Point labeling examples:
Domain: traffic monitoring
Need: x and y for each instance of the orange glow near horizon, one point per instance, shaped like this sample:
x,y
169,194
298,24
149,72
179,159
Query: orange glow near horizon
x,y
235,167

■ PROBLEM STATEMENT ■
Extract the complete listing verbatim.

■ TASK OUTPUT ■
Domain: traffic monitoring
Need: x and y for each instance of the orange glow near horizon, one point per instance, shaped like this sample:
x,y
169,194
298,24
149,72
179,159
Query: orange glow near horizon
x,y
235,167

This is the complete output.